[SET PROBLEM]
Print the records from the start up to and including the line that contains "left=101, top=76, right=140, bottom=98", copying each line exactly.
— begin RECORDS FOR THIS EXERCISE —
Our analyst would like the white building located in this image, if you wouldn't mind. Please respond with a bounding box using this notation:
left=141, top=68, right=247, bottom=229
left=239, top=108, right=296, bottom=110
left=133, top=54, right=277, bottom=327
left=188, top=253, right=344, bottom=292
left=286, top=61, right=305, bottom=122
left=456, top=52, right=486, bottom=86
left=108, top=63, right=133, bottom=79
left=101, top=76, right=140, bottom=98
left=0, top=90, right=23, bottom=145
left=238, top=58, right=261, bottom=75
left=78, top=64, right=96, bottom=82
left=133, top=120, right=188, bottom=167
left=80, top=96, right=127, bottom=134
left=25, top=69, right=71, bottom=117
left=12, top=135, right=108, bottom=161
— end RECORDS FOR THIS EXERCISE —
[REPLY TO THE TASK]
Our analyst would like the white building located in this image, if you wouldn't mind. Please respond with a bounding box using this notation:
left=141, top=68, right=247, bottom=229
left=239, top=108, right=296, bottom=110
left=133, top=54, right=277, bottom=327
left=188, top=253, right=344, bottom=292
left=286, top=61, right=305, bottom=122
left=456, top=52, right=486, bottom=86
left=108, top=63, right=133, bottom=79
left=101, top=76, right=140, bottom=98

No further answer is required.